** Opening Source material block **
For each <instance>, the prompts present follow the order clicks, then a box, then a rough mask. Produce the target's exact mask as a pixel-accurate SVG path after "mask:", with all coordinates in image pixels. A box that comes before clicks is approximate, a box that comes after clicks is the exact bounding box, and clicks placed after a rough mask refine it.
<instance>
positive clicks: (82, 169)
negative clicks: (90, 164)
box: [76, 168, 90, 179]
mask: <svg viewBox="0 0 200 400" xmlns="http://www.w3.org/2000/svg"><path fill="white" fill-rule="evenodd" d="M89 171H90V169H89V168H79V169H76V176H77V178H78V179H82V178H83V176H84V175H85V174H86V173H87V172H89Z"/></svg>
** Closing Source material block **
* What you are asked to do:
Rewrite every line of the items above with "rough mask" changed to "coarse mask" and everything else unchanged.

* Written solution:
For each <instance>, the prompts present follow the order clicks, then a box, then a coarse mask. Produce the target's exact mask as a pixel-accurate SVG path after "mask:", with all coordinates in image pixels. A box that comes before clicks is approximate, a box that comes after clicks is the exact bounding box, and clicks placed after a coarse mask refine it.
<instance>
positive clicks: (82, 169)
negative clicks: (90, 164)
box: [76, 168, 90, 179]
mask: <svg viewBox="0 0 200 400" xmlns="http://www.w3.org/2000/svg"><path fill="white" fill-rule="evenodd" d="M89 171H90V169H89V168H79V169H76V176H77V178H78V179H82V178H83V176H84V175H85V174H86V173H87V172H89Z"/></svg>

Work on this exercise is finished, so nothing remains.